- **ARTIKEL**:
'''

Mit dem nun beschlossenen Ausstieg Großbritanniens aus der EU ist nach dem völkerrechtswidrigen Krieg gegen die Bundesrepublik Jugoslawien, der am 24. März 1999 mit Bomben auf Belgrad begann, der zweite und vielleicht entscheidende Schlag gegen die europäische Friedensordnung gelungen, manifestiert in der hier schon genannten »Charta von Paris«. Mit der britischen Entscheidung wird der gemeinsame europäische Prozess endgültig verlassen, zugunsten eines britischen Sonderstatus.Großbritannien kehrt zu seiner Rolle zurück, die seit dem Wiener Kongress 1814/15 davon bestimmt war, gegen den Friedenswillen kontinentaleuropäischer Staaten seine Interessen auf dem Kontinent unter Einschluss von Kriegen durchzusetzen.

Selbst innerbritische Konsequenzen des Referendums bergen auf dem Gebiet der Sicherheit unkalkulierbare Gefährdungen unterschiedlicher Brisanz für die europäische Entwicklung: Das Abstimmungsergebnis machte – nicht unerwartet – deutlich, dass weder Schottland noch Nordirland die EU zu verlassen bereit sind. In Schottland ist es eine Frage der Selbstachtung, einen Weg in die staatliche Unabhängigkeit zu finden, um die gewachsenen Beziehungen zum politischen Europa aufrecht zu erhalten. In Nordirland steht die britische Kolonialherrschaft zur Disposition, ein baldiges Ende scheint mehr als gewünscht. Die Einbindung Englands und der Republik Nordirland in die EU ermöglichte staatsrechtliche Vereinbarungen innerhalb des Landes sowie zwischen der Republik und Großbritannien. Dieses Scharnier fällt jetzt weg. Aus der Zeit der massiven Auseinandersetzungen zwischen irischen und britischen Kräften in Nordirland in der Zeit des Kalten Krieges ist bekannt, in welchem Maße die Sowjetunion durch das massive Auftauchen nuklear bestückter U-Boot-Rudel vor den Küsten Großbritanniens drohend in den Konflikt Eingriff nahm. Auch andere Mächte könnten auf die Idee kommen, sich an einem zu erwartenden Konflikt beteiligen zu wollen.

'''

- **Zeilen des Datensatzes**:
'''

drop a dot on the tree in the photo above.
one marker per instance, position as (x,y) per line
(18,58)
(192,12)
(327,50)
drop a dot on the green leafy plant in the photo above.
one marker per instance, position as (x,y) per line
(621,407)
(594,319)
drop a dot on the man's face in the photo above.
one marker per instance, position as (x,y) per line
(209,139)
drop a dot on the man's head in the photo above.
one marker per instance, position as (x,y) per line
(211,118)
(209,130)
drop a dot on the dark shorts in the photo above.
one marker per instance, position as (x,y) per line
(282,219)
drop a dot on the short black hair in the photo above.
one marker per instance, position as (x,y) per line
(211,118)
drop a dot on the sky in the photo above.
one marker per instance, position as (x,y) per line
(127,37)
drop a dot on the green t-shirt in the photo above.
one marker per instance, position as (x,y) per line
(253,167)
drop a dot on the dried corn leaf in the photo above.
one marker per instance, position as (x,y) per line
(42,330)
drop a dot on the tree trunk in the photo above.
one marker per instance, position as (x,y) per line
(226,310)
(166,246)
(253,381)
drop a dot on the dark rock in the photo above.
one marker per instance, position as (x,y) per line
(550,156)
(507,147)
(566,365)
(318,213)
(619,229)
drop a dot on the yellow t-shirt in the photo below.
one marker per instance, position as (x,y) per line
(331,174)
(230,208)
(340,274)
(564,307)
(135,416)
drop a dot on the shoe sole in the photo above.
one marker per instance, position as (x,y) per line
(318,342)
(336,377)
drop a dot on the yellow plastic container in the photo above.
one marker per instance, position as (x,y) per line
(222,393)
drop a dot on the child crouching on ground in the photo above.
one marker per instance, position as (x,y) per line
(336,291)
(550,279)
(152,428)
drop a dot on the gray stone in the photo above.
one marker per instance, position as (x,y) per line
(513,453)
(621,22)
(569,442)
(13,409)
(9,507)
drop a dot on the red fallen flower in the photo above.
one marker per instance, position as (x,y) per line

'''

- **AUFGABE**: Greif den Artikel über den britischen EU-Austritt nach seinem letzten Satz auf und schreib ihn weiter. Die Einträge werden hierfür nicht gebraucht.

- **ERGEBNIS**:
Das Referendum in Großbritannien ist die logische Konsequenz der Konferenz von Bratislava mit der Ankündigung, Europa im amerikanischen Interesse erneut teilen zu wollen. Mit dem Ergebnis wird die innereuropäische Tendenz der Loslösung von Brüssel zugunsten engster Zusammenarbeit mit den USA seitens der baltischen Staaten, Polens, Rumäniens und Bulgariens verstärkt und damit das Europa der Europäischen Union de facto gegen die Russische Föderation militärpolitisch in Stellung gebracht. Sollten die bislang neutralen Staaten in die NATO inkorporiert werden, sind die amerikanischen Kriegsvorbereitungen in Europa abgeschlossen. Die NATO-Gipfelkonferenz in Warschau Anfang Juli 2016 wird dazu den Weg weisen.

Das Ende des Kalten Krieges sollte Europa eine friedliche Zukunft garantieren. Heute müssen wir sehen, dass wir einem neuen Weltkrieg und der Zerstörung unserer Länder so nah sind wie seit 1945 nicht mehr. Die NATO, wir und unsere Partner in diesem Bündnis haben unermessliches Leid über Nachbarregionen gebracht, und das Elend drängt nun über unsere Grenzen. Mit dem EU-Austritt verlässt Großbritannien das große europäische Friedensprojekt, es ist nicht mehr an die Friedenspflicht untereinander gebunden. Der britische Imperialismus hat sich in seinem Kerngebiet England wieder manifestiert, und es wird zum Schaden Europas sein, was uns jetzt bevorsteht.

Wir haben es anders versucht. Deshalb widme ich dieses Buch meiner Frau Renate, unserem Sohn Markus und meiner Mutter Hedwig, die ihrem Mann und meinem Vater seit seinem frühen Tod als Soldat der Deutschen Wehrmacht im Oktober 1945 in Liebe verbunden ist. Dabei denke ich auch an die Eltern meiner Frau, Annette und Peter Kelzenberg, welcher als junger Offizier während des Feldzugs gegen die Sowjetunion seinen linken Arm verlor. Mein Respekt gilt zudem Walter Breil, meinem guten Kollegen Dr. Bertram Wieczorek, Alfons Kranz und all denen, auf deren Tatkraft und Loyalität ich in jenen dramatischen Zeiten zählen konnte, vor allem General Viktor Schemetow, Irina Sorokina und Charles Weishar, Captain US Navy, der Henry Kissinger den Weg nach China vorbereitete, wodurch der amerikanische Präsident Richard Nixon es schaffte, ein neues Kapitel in den Beziehungen aufzuschlagen.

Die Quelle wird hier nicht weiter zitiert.